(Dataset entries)
════════

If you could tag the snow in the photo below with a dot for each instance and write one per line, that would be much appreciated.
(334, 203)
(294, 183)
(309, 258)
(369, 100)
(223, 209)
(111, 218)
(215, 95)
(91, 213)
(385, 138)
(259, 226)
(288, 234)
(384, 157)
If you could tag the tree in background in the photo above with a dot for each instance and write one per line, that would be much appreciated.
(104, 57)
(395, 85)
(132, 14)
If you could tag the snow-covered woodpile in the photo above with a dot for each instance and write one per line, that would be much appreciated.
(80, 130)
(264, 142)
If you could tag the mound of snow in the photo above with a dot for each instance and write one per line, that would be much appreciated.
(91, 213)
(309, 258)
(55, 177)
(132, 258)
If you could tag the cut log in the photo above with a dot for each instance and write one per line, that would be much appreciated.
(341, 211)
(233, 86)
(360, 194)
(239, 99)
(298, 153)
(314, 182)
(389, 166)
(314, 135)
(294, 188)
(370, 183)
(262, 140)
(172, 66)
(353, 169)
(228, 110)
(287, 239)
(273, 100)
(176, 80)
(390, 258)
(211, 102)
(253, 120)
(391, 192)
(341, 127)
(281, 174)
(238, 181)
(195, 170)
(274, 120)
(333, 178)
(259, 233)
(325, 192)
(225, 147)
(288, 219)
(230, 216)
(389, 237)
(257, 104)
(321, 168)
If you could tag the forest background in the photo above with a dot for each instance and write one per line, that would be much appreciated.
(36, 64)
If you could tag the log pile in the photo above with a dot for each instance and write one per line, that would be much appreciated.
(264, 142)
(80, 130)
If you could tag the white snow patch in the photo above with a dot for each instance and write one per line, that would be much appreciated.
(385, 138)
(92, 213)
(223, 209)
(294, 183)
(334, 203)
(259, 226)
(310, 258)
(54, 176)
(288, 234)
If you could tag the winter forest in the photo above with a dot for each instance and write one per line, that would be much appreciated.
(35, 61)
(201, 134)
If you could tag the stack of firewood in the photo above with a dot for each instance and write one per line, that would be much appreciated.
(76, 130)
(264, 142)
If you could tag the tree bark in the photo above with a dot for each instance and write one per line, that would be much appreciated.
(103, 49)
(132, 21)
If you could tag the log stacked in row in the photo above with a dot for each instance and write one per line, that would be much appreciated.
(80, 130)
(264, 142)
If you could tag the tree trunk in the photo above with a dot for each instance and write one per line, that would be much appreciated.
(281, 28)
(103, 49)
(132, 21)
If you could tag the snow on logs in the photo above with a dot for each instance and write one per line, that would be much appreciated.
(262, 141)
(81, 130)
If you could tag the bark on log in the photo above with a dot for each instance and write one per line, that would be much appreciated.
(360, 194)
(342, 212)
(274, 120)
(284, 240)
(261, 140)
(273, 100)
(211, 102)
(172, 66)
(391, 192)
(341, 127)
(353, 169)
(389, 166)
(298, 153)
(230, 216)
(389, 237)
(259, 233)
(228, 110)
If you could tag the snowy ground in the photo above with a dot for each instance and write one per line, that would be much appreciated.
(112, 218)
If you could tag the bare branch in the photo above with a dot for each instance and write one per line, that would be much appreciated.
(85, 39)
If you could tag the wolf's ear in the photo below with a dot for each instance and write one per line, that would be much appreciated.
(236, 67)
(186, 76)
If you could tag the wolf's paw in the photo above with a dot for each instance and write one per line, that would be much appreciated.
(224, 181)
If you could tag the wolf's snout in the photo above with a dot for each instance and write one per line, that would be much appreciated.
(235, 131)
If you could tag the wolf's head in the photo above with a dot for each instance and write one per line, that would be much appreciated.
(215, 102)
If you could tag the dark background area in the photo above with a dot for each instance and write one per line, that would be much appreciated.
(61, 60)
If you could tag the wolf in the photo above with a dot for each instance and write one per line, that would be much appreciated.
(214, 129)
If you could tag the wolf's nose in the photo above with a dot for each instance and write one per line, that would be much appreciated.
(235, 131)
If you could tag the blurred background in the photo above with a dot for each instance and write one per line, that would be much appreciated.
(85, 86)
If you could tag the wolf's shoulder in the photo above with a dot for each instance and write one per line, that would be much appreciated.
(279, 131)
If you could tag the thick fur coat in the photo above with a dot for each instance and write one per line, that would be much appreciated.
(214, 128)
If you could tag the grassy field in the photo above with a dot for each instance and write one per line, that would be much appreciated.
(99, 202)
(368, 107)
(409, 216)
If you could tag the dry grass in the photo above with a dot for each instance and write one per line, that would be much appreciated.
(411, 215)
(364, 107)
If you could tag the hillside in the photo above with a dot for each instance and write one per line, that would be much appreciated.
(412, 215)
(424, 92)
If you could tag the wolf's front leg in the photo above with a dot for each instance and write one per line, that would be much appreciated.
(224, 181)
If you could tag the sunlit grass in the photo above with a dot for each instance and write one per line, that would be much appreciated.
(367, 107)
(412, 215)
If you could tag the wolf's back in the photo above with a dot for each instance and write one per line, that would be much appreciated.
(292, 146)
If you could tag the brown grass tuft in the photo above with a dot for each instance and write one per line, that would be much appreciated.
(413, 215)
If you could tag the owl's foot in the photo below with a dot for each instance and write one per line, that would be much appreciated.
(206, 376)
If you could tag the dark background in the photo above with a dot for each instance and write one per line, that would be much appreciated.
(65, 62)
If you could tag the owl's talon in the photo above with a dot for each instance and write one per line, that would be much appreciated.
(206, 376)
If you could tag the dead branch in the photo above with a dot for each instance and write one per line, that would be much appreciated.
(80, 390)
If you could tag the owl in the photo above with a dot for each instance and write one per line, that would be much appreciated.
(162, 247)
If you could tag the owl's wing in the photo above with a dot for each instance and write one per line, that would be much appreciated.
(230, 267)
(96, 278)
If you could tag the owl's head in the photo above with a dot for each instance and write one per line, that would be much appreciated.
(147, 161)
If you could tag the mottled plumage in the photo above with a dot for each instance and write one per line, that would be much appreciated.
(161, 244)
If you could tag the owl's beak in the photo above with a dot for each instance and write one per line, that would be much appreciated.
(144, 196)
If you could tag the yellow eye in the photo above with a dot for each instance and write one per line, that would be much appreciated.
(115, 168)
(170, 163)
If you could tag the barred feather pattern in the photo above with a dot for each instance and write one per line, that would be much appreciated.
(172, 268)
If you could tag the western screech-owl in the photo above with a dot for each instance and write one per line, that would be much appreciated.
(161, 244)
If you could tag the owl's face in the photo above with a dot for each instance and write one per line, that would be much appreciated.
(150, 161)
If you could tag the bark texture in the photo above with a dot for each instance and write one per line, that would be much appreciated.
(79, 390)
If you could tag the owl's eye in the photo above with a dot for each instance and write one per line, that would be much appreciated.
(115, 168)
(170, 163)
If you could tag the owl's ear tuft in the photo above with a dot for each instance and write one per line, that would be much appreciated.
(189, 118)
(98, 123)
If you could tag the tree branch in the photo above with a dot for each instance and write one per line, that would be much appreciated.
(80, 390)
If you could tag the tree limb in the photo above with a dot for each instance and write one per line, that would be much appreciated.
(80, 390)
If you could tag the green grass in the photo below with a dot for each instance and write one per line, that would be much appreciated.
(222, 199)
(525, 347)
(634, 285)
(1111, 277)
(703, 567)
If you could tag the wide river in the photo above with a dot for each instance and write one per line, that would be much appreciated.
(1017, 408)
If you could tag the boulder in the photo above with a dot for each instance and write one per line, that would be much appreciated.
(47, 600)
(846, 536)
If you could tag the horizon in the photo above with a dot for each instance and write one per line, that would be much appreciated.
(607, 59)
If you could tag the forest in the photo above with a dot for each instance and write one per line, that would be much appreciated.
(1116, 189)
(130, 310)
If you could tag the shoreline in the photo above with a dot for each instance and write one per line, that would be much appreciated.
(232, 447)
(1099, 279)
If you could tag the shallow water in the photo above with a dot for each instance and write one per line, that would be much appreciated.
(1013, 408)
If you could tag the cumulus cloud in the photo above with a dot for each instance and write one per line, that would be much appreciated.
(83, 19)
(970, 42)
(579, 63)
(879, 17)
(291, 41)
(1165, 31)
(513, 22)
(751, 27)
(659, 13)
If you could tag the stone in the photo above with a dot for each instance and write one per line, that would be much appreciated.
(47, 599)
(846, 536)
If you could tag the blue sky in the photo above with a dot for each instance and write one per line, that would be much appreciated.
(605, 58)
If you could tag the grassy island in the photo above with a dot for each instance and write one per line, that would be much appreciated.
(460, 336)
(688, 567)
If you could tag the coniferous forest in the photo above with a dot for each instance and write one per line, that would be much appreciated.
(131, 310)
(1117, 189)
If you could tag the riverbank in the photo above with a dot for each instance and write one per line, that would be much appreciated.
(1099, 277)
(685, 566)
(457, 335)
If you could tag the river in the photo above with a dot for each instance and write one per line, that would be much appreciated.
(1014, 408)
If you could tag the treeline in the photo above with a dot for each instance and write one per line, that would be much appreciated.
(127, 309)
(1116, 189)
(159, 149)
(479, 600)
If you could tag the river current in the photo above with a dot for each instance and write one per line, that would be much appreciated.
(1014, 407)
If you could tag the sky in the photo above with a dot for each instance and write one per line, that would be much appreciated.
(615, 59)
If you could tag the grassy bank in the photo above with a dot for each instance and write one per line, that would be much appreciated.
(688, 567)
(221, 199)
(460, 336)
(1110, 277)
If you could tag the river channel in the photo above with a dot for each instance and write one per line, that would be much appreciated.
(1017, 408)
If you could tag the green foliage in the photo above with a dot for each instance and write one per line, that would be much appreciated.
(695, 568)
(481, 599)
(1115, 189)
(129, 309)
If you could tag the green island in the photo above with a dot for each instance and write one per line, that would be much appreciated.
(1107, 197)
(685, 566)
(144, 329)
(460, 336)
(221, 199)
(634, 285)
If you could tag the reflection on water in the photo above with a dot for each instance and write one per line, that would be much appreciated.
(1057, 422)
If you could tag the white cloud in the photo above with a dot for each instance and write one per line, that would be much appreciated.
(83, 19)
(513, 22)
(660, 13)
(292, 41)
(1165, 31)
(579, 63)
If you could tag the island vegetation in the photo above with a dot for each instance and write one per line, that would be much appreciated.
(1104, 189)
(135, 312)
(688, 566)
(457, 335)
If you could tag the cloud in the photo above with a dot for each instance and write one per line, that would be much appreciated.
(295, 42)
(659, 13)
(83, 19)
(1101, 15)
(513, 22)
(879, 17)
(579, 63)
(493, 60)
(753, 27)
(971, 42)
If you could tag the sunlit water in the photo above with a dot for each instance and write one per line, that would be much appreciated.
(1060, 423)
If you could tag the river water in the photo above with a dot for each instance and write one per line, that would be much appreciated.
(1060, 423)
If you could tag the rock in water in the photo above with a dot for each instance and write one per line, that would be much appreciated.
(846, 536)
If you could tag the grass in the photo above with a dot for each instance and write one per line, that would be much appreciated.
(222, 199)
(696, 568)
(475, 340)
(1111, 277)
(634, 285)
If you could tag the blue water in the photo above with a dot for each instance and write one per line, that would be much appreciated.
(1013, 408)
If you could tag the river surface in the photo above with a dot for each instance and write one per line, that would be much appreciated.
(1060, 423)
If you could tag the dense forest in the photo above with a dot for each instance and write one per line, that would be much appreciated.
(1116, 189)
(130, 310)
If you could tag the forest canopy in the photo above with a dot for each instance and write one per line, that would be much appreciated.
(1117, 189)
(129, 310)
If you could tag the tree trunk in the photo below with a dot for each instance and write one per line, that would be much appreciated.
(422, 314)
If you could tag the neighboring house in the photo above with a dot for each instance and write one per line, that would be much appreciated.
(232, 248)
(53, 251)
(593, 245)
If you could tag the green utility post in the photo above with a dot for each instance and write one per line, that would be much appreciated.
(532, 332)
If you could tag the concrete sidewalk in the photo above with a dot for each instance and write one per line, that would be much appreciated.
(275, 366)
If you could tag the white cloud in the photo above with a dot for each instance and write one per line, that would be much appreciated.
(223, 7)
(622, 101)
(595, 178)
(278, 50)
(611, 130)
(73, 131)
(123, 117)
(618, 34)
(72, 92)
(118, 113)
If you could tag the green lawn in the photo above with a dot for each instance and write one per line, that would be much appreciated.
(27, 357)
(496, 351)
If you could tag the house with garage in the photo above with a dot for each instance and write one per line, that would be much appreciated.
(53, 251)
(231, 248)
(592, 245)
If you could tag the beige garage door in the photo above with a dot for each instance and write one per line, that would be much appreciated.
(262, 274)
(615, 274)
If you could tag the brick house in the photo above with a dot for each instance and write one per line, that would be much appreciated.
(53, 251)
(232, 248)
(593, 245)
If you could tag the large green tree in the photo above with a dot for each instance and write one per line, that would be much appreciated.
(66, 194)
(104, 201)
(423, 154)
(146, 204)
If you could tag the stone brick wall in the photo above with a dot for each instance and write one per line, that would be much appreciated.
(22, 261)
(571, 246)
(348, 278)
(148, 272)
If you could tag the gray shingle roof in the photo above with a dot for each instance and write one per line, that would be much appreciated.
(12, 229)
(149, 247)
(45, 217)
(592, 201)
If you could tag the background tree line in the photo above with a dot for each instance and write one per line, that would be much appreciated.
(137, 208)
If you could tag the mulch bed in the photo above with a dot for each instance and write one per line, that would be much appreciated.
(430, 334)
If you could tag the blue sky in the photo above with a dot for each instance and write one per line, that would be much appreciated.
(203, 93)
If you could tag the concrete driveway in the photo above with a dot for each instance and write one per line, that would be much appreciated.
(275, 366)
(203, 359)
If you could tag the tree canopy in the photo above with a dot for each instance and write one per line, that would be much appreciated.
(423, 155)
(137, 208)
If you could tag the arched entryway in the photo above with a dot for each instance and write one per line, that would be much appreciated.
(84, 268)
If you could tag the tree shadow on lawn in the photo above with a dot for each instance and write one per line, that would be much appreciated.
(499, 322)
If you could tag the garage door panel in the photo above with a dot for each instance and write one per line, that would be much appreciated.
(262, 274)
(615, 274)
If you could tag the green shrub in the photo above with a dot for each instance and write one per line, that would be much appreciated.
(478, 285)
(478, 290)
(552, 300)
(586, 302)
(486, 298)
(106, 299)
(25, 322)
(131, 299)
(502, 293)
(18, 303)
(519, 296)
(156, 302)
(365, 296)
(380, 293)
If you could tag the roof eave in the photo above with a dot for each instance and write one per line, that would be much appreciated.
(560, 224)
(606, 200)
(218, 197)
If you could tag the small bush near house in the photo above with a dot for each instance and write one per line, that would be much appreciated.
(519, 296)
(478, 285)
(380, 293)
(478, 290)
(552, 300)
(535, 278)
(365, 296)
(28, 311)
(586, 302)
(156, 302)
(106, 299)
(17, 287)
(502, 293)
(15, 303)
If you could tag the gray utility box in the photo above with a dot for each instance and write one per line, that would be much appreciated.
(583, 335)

════════

Task requirements
Your answer should consist only of the lines from the one with "If you could tag the small" through the last line of the entries above, retyped exactly.

Answer box
If you could tag the small bush near house in the photo above with a dot for each instance and write one per line, that would be much appreciated.
(519, 296)
(478, 285)
(380, 293)
(478, 290)
(552, 300)
(535, 278)
(365, 296)
(28, 311)
(586, 302)
(156, 302)
(106, 299)
(17, 287)
(502, 293)
(15, 303)
If you could tag the gray utility box in the photo above with a dot for each instance and write one per line, that would be much appreciated.
(583, 335)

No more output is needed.